### Passage
Borrowed Time
Borrowed Time. By John Nolte, Bombardier Books, 2023.
Borrowed Time is a novel fueled by big ideas and the little moments that make up life. It’s both an epic tale and a collection of miniatures, a story of an ordinary man with a supernatural ability that’s probably more curse than blessing. Throw in a romance that’s both ordinary and extraordinary, a cast of memorable characters including some of the best-written villains in recent memory, and a serial killer with a grudge against all that is holy, and the result is one of the most resonant and powerful novels in years.
The central character is Joshua Mason, a man who’s average in every way save for his immortality. Born millennia ago, he has made it into the present day as a perennial forty-something, never aging. He can be wounded or killed, but immediately afterwards he comes back to life by an isolated tree in the desert, healed and whole. Mason has no desire to leverage his unique ability into fame or fortune or power. All he wants is to exist, quietly savoring moments and trying to stay off the radar of those who might learn of his longevity and exploit it, though as the twenty-first century dawns, that grows increasingly challenging.

### Activity
In the review of Borrowed Time, where does Joshua Mason come back to life after being killed? The data that follows is from a different source than the review.

### Extracted data

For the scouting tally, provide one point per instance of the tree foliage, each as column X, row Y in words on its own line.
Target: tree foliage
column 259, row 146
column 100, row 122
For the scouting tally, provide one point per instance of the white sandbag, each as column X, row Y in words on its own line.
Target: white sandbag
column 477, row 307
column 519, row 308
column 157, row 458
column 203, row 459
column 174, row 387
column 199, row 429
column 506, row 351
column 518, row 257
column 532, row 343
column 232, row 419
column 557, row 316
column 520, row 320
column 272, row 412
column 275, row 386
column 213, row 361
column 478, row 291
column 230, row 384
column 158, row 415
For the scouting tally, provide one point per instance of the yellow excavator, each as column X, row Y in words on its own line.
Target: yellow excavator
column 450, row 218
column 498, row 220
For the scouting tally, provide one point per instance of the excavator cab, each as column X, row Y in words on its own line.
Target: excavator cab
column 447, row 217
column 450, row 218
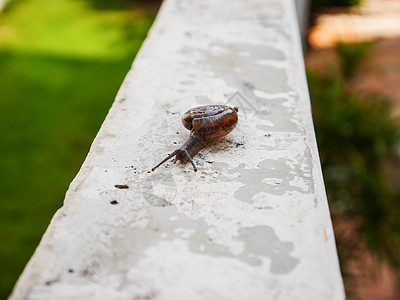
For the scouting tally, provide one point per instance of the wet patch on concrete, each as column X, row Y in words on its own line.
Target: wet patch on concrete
column 275, row 177
column 166, row 224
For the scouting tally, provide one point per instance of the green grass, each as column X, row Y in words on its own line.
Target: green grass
column 61, row 64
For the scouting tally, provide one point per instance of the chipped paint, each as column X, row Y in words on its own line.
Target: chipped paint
column 252, row 223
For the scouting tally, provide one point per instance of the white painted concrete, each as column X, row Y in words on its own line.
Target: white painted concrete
column 252, row 223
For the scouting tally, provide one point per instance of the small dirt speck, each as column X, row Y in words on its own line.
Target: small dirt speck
column 239, row 144
column 121, row 186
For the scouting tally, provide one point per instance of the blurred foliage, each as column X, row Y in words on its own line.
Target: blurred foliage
column 317, row 5
column 61, row 65
column 351, row 56
column 358, row 137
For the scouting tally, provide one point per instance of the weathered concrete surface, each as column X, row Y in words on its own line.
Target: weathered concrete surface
column 252, row 223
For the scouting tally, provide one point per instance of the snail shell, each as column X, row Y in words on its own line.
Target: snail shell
column 206, row 123
column 211, row 121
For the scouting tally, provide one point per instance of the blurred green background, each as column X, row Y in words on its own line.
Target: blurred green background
column 61, row 65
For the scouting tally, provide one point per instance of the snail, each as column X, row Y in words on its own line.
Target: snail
column 206, row 124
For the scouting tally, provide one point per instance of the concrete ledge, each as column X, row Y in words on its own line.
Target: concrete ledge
column 252, row 223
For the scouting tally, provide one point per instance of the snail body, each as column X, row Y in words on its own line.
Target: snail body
column 206, row 124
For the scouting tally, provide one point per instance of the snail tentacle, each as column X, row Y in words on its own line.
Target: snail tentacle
column 168, row 157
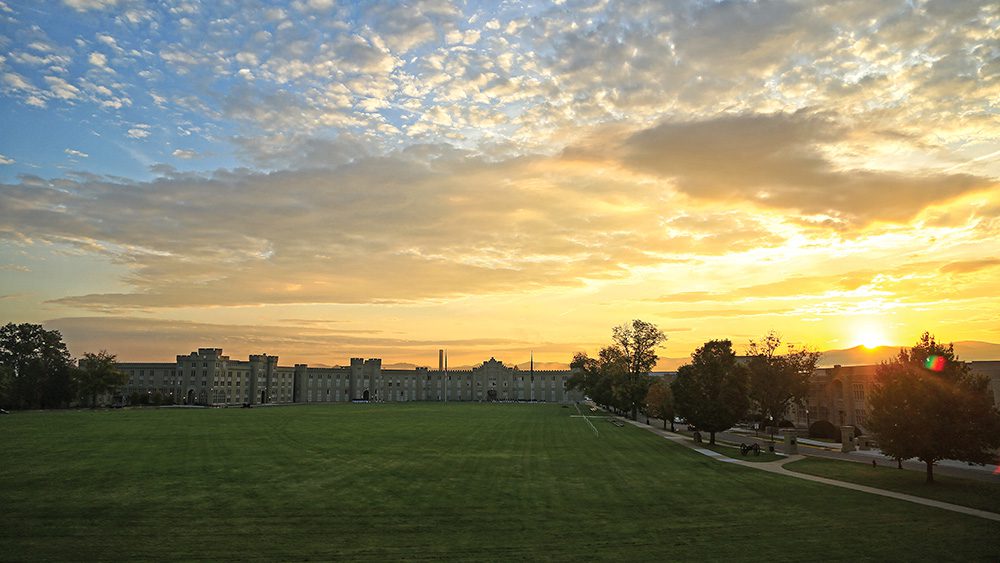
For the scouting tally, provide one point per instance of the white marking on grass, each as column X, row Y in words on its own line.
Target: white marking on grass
column 587, row 418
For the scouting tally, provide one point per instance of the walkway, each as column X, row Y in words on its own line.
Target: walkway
column 777, row 467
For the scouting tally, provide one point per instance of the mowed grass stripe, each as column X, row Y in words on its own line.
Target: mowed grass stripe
column 424, row 482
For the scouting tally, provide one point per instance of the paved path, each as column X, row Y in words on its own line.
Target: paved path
column 988, row 473
column 777, row 467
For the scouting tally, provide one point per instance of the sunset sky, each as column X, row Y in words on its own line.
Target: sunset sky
column 321, row 180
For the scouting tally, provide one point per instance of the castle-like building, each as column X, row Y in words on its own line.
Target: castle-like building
column 209, row 377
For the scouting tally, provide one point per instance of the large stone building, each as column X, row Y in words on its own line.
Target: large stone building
column 208, row 377
column 840, row 395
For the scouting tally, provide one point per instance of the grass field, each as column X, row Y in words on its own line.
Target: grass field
column 966, row 492
column 424, row 482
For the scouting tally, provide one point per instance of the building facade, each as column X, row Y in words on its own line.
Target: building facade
column 841, row 394
column 209, row 377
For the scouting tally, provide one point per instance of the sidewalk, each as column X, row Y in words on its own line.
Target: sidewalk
column 777, row 467
column 817, row 448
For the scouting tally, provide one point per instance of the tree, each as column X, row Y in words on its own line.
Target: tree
column 619, row 377
column 35, row 365
column 98, row 373
column 711, row 391
column 595, row 377
column 777, row 381
column 929, row 405
column 635, row 345
column 660, row 402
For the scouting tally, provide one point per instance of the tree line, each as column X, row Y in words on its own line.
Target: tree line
column 38, row 372
column 926, row 404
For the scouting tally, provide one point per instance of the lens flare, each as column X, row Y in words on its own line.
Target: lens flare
column 934, row 363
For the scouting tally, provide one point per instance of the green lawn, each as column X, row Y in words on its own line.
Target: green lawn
column 966, row 492
column 425, row 482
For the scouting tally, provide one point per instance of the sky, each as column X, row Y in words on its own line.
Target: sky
column 323, row 180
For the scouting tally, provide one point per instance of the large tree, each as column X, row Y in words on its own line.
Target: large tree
column 596, row 377
column 635, row 343
column 778, row 380
column 98, row 373
column 711, row 391
column 929, row 405
column 619, row 377
column 36, row 366
column 660, row 402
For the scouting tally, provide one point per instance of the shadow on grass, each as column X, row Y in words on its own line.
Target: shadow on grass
column 965, row 492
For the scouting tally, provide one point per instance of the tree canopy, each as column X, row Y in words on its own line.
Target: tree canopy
column 927, row 404
column 660, row 402
column 778, row 380
column 619, row 376
column 711, row 391
column 35, row 367
column 97, row 374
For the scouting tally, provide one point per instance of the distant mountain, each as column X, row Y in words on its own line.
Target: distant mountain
column 543, row 365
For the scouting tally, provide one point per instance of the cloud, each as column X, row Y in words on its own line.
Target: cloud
column 139, row 131
column 87, row 5
column 186, row 154
column 99, row 60
column 59, row 88
column 426, row 222
column 776, row 161
column 969, row 266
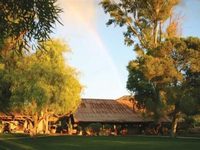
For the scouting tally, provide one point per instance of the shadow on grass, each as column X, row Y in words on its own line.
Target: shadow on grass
column 97, row 143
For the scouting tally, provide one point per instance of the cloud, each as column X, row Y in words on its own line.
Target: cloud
column 79, row 11
column 90, row 55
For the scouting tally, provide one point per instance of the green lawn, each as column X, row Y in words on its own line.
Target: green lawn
column 11, row 142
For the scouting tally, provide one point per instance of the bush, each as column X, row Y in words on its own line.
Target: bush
column 93, row 129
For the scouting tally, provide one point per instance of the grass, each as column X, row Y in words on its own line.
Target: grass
column 20, row 142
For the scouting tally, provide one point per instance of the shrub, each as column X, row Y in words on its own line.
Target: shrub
column 93, row 128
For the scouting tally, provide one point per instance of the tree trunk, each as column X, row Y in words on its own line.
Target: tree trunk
column 155, row 33
column 174, row 124
column 35, row 125
column 46, row 124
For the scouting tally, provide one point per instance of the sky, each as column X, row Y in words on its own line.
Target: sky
column 98, row 51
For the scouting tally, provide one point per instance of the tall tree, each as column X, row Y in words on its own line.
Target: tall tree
column 41, row 84
column 25, row 22
column 160, row 66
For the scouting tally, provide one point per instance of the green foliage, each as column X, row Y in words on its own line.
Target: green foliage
column 26, row 22
column 165, row 75
column 40, row 84
column 93, row 128
column 142, row 18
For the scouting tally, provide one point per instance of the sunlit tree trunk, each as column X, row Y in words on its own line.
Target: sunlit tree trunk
column 174, row 122
column 46, row 121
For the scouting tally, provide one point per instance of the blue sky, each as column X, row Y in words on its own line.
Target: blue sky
column 98, row 51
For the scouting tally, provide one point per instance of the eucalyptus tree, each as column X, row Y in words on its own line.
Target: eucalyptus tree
column 158, row 68
column 42, row 84
column 26, row 23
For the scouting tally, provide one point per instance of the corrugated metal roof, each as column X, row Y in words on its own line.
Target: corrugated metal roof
column 98, row 110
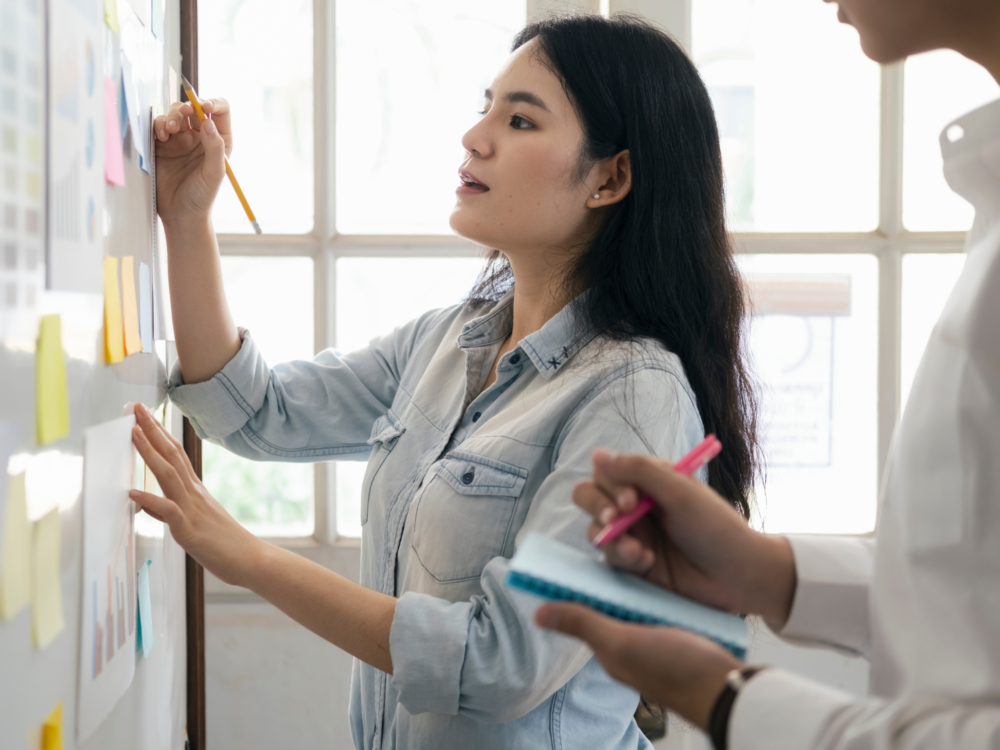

### Your response
By an isolated tree in the desert.